====== PROVIDED RECORDS ======
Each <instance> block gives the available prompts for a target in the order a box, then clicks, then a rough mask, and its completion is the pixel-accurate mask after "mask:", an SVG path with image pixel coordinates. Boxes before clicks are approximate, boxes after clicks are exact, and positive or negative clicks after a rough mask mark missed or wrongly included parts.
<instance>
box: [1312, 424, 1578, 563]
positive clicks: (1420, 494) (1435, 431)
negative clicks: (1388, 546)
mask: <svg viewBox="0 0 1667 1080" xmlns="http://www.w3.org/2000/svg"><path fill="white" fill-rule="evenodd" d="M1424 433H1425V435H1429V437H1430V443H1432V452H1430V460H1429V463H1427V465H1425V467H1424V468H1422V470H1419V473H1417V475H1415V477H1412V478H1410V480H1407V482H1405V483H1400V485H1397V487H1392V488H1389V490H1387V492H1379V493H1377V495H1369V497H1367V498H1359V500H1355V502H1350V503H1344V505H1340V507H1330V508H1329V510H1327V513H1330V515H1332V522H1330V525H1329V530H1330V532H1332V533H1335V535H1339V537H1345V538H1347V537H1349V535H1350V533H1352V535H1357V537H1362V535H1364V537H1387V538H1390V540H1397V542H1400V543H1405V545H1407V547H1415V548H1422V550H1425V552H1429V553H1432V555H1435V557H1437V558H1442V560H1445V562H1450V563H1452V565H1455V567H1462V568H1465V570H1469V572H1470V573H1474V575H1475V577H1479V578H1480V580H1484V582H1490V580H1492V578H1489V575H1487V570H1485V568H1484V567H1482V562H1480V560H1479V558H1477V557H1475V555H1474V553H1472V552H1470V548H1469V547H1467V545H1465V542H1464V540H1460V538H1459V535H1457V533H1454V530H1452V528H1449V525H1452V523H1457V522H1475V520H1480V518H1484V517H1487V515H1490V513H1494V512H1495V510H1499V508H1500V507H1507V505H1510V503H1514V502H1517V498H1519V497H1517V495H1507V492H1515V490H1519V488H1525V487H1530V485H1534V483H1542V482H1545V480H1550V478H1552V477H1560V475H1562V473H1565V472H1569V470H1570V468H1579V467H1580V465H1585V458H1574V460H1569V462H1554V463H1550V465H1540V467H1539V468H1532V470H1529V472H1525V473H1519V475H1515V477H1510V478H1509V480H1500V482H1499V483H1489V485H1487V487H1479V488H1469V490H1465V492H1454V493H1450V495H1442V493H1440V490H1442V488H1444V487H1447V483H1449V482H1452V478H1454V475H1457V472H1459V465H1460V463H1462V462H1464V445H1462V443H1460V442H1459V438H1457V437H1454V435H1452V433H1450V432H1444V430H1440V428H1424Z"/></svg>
======
:: WHAT NEEDS TO BE DONE ::
Look back at the entries above and repeat, unchanged, every line from the line holding "box: [1312, 424, 1578, 563]" through the line holding "positive clicks: (1420, 494) (1435, 431)".

:: EXERCISE SOLUTION ::
box: [1312, 424, 1578, 563]
positive clicks: (1420, 494) (1435, 431)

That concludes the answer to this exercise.